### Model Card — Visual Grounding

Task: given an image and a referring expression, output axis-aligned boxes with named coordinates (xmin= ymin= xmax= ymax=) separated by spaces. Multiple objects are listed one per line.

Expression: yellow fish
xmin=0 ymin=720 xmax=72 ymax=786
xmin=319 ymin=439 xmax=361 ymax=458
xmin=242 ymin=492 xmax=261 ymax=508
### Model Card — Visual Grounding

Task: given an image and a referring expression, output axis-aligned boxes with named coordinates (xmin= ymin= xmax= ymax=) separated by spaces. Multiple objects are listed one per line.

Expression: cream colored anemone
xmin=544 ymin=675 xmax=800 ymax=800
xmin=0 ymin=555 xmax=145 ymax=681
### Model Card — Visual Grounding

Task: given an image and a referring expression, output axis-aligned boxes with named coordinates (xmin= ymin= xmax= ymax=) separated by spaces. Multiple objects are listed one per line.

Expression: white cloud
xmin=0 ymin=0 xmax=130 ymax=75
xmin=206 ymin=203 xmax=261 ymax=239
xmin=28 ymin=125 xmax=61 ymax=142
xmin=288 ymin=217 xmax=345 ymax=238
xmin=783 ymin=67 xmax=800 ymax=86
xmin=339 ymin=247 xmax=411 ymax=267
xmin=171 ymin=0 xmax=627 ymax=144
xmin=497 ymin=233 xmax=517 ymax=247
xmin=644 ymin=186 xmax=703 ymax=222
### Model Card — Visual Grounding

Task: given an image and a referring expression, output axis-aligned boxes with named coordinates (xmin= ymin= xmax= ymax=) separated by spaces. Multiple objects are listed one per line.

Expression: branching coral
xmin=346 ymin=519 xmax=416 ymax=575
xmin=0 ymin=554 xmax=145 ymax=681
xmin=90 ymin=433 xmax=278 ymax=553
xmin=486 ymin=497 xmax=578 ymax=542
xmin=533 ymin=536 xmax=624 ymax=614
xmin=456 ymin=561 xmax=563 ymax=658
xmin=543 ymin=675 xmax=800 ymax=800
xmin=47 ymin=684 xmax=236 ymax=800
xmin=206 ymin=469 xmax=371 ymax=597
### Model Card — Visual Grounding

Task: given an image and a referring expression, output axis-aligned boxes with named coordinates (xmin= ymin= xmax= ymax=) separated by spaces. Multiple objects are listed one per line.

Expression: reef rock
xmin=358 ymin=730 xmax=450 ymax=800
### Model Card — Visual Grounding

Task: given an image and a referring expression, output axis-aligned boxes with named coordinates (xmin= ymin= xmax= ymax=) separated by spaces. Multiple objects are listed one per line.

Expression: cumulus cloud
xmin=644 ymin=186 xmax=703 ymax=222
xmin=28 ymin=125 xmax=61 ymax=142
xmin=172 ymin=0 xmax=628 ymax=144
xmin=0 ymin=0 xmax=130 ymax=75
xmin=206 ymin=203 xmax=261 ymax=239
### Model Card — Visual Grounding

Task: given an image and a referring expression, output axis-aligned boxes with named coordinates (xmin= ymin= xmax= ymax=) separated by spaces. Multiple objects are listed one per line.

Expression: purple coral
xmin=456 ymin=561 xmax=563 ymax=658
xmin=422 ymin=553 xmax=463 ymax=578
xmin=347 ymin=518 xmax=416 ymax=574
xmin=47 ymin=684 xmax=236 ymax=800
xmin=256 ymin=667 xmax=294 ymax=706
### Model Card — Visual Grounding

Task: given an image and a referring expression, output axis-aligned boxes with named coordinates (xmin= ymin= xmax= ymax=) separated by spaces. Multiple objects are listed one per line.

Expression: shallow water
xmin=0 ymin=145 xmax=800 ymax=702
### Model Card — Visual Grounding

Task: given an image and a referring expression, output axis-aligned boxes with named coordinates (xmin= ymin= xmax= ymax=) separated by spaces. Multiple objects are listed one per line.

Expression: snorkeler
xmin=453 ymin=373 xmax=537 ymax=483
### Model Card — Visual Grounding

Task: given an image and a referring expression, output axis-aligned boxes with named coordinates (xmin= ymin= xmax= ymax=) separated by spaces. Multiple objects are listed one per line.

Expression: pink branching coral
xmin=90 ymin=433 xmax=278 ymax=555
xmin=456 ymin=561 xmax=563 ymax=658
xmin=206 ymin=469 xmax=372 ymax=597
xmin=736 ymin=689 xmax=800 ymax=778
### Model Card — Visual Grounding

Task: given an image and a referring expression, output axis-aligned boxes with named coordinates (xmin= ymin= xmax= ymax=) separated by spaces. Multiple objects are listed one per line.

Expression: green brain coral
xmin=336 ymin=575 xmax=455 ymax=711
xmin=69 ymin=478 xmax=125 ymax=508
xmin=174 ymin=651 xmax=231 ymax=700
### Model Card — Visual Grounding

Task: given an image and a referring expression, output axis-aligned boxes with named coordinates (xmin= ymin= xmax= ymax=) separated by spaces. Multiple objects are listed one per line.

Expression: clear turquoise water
+ + +
- IHRE AUFGABE: Übertragen Sie alle Zeilen der obigen Datensätze ohne Leerzeilen in eine Markdown-Tabelle mit den Spalten „Nummer“ und „Datensatzzeile“, wobei jede Zeile eine fortlaufende Nummer erhält.

- ERGEBNIS:
| Nummer | Datensatzzeile |
|---|---|
| 1 | ### Model Card — Visual Grounding |
| 2 | Task: given an image and a referring expression, output axis-aligned boxes with named coordinates (xmin= ymin= xmax= ymax=) separated by spaces. Multiple objects are listed one per line. |
| 3 | Expression: yellow fish |
| 4 | xmin=0 ymin=720 xmax=72 ymax=786 |
| 5 | xmin=319 ymin=439 xmax=361 ymax=458 |
| 6 | xmin=242 ymin=492 xmax=261 ymax=508 |
| 7 | ### Model Card — Visual Grounding |
| 8 | Task: given an image and a referring expression, output axis-aligned boxes with named coordinates (xmin= ymin= xmax= ymax=) separated by spaces. Multiple objects are listed one per line. |
| 9 | Expression: cream colored anemone |
| 10 | xmin=544 ymin=675 xmax=800 ymax=800 |
| 11 | xmin=0 ymin=555 xmax=145 ymax=681 |
| 12 | ### Model Card — Visual Grounding |
| 13 | Task: given an image and a referring expression, output axis-aligned boxes with named coordinates (xmin= ymin= xmax= ymax=) separated by spaces. Multiple objects are listed one per line. |
| 14 | Expression: white cloud |
| 15 | xmin=0 ymin=0 xmax=130 ymax=75 |
| 16 | xmin=206 ymin=203 xmax=261 ymax=239 |
| 17 | xmin=28 ymin=125 xmax=61 ymax=142 |
| 18 | xmin=288 ymin=217 xmax=345 ymax=238 |
| 19 | xmin=783 ymin=67 xmax=800 ymax=86 |
| 20 | xmin=339 ymin=247 xmax=411 ymax=267 |
| 21 | xmin=171 ymin=0 xmax=627 ymax=144 |
| 22 | xmin=497 ymin=233 xmax=517 ymax=247 |
| 23 | xmin=644 ymin=186 xmax=703 ymax=222 |
| 24 | ### Model Card — Visual Grounding |
| 25 | Task: given an image and a referring expression, output axis-aligned boxes with named coordinates (xmin= ymin= xmax= ymax=) separated by spaces. Multiple objects are listed one per line. |
| 26 | Expression: branching coral |
| 27 | xmin=346 ymin=519 xmax=416 ymax=575 |
| 28 | xmin=0 ymin=554 xmax=145 ymax=681 |
| 29 | xmin=90 ymin=433 xmax=278 ymax=553 |
| 30 | xmin=486 ymin=497 xmax=578 ymax=542 |
| 31 | xmin=533 ymin=536 xmax=624 ymax=614 |
| 32 | xmin=456 ymin=561 xmax=563 ymax=658 |
| 33 | xmin=543 ymin=675 xmax=800 ymax=800 |
| 34 | xmin=47 ymin=684 xmax=236 ymax=800 |
| 35 | xmin=206 ymin=469 xmax=371 ymax=597 |
| 36 | ### Model Card — Visual Grounding |
| 37 | Task: given an image and a referring expression, output axis-aligned boxes with named coordinates (xmin= ymin= xmax= ymax=) separated by spaces. Multiple objects are listed one per line. |
| 38 | Expression: reef rock |
| 39 | xmin=358 ymin=730 xmax=450 ymax=800 |
| 40 | ### Model Card — Visual Grounding |
| 41 | Task: given an image and a referring expression, output axis-aligned boxes with named coordinates (xmin= ymin= xmax= ymax=) separated by spaces. Multiple objects are listed one per line. |
| 42 | Expression: cumulus cloud |
| 43 | xmin=644 ymin=186 xmax=703 ymax=222 |
| 44 | xmin=28 ymin=125 xmax=61 ymax=142 |
| 45 | xmin=172 ymin=0 xmax=628 ymax=144 |
| 46 | xmin=0 ymin=0 xmax=130 ymax=75 |
| 47 | xmin=206 ymin=203 xmax=261 ymax=239 |
| 48 | ### Model Card — Visual Grounding |
| 49 | Task: given an image and a referring expression, output axis-aligned boxes with named coordinates (xmin= ymin= xmax= ymax=) separated by spaces. Multiple objects are listed one per line. |
| 50 | Expression: purple coral |
| 51 | xmin=456 ymin=561 xmax=563 ymax=658 |
| 52 | xmin=422 ymin=553 xmax=463 ymax=578 |
| 53 | xmin=347 ymin=518 xmax=416 ymax=574 |
| 54 | xmin=47 ymin=684 xmax=236 ymax=800 |
| 55 | xmin=256 ymin=667 xmax=294 ymax=706 |
| 56 | ### Model Card — Visual Grounding |
| 57 | Task: given an image and a referring expression, output axis-aligned boxes with named coordinates (xmin= ymin= xmax= ymax=) separated by spaces. Multiple objects are listed one per line. |
| 58 | Expression: shallow water |
| 59 | xmin=0 ymin=145 xmax=800 ymax=702 |
| 60 | ### Model Card — Visual Grounding |
| 61 | Task: given an image and a referring expression, output axis-aligned boxes with named coordinates (xmin= ymin= xmax= ymax=) separated by spaces. Multiple objects are listed one per line. |
| 62 | Expression: snorkeler |
| 63 | xmin=453 ymin=373 xmax=537 ymax=483 |
| 64 | ### Model Card — Visual Grounding |
| 65 | Task: given an image and a referring expression, output axis-aligned boxes with named coordinates (xmin= ymin= xmax= ymax=) separated by spaces. Multiple objects are listed one per line. |
| 66 | Expression: pink branching coral |
| 67 | xmin=90 ymin=433 xmax=278 ymax=555 |
| 68 | xmin=456 ymin=561 xmax=563 ymax=658 |
| 69 | xmin=206 ymin=469 xmax=372 ymax=597 |
| 70 | xmin=736 ymin=689 xmax=800 ymax=778 |
| 71 | ### Model Card — Visual Grounding |
| 72 | Task: given an image and a referring expression, output axis-aligned boxes with named coordinates (xmin= ymin= xmax= ymax=) separated by spaces. Multiple objects are listed one per line. |
| 73 | Expression: green brain coral |
| 74 | xmin=336 ymin=575 xmax=455 ymax=711 |
| 75 | xmin=69 ymin=478 xmax=125 ymax=508 |
| 76 | xmin=174 ymin=651 xmax=231 ymax=700 |
| 77 | ### Model Card — Visual Grounding |
| 78 | Task: given an image and a referring expression, output axis-aligned boxes with named coordinates (xmin= ymin= xmax= ymax=) separated by spaces. Multiple objects are listed one per line. |
| 79 | Expression: clear turquoise water |